**DOCUMENT PASSAGE:**
<<<<

You should know that Harvest launched in 2005 before Rails had even hit version 1.0 and we have our share of legacy code that has persisted over the years. I joined Harvest over 2 years ago and my experience pretty much amounted to enterprises, startups, and consulting. For the longest time my favorite projects were greenfield, where the teams could work on the problem at hand with very little regard to legacy code. So why do I enjoy working on a large old app like Harvest? Because it is amazing and inspiring to see it transform and improve over the years.

It is one thing to launch a project for a client, fix a few bugs, and then move on or throw a ball of hacks together in order to get profitable as soon as possible. It is another world altogether to deploy a feature set, and then continue to improve and polish it as time goes on. We do have our spurts where we will rewrite old code from scratch, and we might even grumble at the previous developer’s short-sighted design choices while we do it (which is funnier when you realize you were the previous developer). But our team recognizes that old code helped get Harvest to where it is today.

There is a respect, a beauty, and an admiration that comes working long term on a legacy codebase alongside this team.

The Team

The team here at Harvest is critical for our codebase to improve. Working on a legacy codebase with an understaffed crew is definitely unfun. Have you ever accidentally deployed a bug and had to answer a flood of support tickets while you’re trying to figure out a fix and deploy it? Have you ever critically botched the infrastructure and suddenly had to scramble to fix the servers?

I am grateful for the teams we have here at Harvest. I’m a big fan of our Harvest Experts who genuinely care about solving our customer’s problems and diagnose bug symptoms to pass on to developers. They honestly mean it when they tell our customers to write or call in when they need help.

I am relieved we have a brilliant and hardworking Operations team that is focused on our infrastructure 24x7 dealing with daily problems ranging from security reports and patches to capacity planning.

I am thankful for our Product Design team who thinks a lot about the customer’s interface experience. They also work closely with the Development team and adapt if technical limitations are uncovered.

We have several other roles too, like our Mobile Developers, Quality Assurance, Marketing, External Integrations, and Office Managers that all fit in a unique way to improving our company and product. Because of these roles, I can focus on what I do best.

>>>>

Items from a data source
<<<<

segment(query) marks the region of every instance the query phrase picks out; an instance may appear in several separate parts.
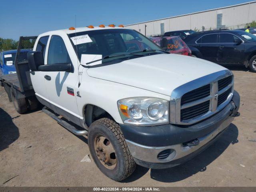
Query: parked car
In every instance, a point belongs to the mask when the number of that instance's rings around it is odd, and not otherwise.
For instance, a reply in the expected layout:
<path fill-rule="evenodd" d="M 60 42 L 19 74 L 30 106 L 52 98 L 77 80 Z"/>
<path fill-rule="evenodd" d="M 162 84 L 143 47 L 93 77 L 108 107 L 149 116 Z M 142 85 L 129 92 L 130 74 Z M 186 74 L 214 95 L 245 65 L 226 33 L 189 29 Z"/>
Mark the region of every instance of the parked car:
<path fill-rule="evenodd" d="M 199 32 L 184 40 L 192 55 L 218 64 L 241 64 L 256 72 L 256 36 L 240 30 Z"/>
<path fill-rule="evenodd" d="M 184 39 L 187 36 L 195 32 L 193 30 L 181 30 L 179 31 L 169 31 L 164 34 L 165 36 L 179 36 L 182 39 Z"/>
<path fill-rule="evenodd" d="M 29 50 L 20 50 L 20 58 L 26 60 L 27 54 L 29 51 Z M 17 50 L 10 50 L 0 53 L 0 69 L 3 74 L 16 73 L 16 69 L 14 64 L 16 52 Z"/>
<path fill-rule="evenodd" d="M 17 50 L 3 51 L 0 53 L 0 69 L 3 74 L 16 72 L 14 65 Z"/>
<path fill-rule="evenodd" d="M 247 29 L 247 28 L 243 28 L 242 29 L 237 29 L 236 30 L 241 30 L 241 31 L 245 31 Z M 256 35 L 256 28 L 250 28 L 249 29 L 249 32 L 254 35 Z"/>
<path fill-rule="evenodd" d="M 110 26 L 40 35 L 28 63 L 17 65 L 16 79 L 0 78 L 17 111 L 27 111 L 35 96 L 58 123 L 88 135 L 96 166 L 117 181 L 136 164 L 161 169 L 190 159 L 239 115 L 229 70 L 170 54 L 135 30 Z M 125 43 L 131 41 L 143 46 L 132 50 Z"/>
<path fill-rule="evenodd" d="M 149 39 L 170 53 L 191 56 L 190 49 L 178 36 L 155 36 Z M 163 41 L 166 42 L 166 45 L 164 45 Z"/>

>>>>

**WORK INSTRUCTIONS:** Print the legacy codebase passage from "The team here" to "they need help.", word for word. The entries have no connection to the passage about working on a legacy codebase.

**ANSWER AREA:**
The team here at Harvest is critical for our codebase to improve. Working on a legacy codebase with an understaffed crew is definitely unfun. Have you ever accidentally deployed a bug and had to answer a flood of support tickets while you’re trying to figure out a fix and deploy it? Have you ever critically botched the infrastructure and suddenly had to scramble to fix the servers?

I am grateful for the teams we have here at Harvest. I’m a big fan of our Harvest Experts who genuinely care about solving our customer’s problems and diagnose bug symptoms to pass on to developers. They honestly mean it when they tell our customers to write or call in when they need help.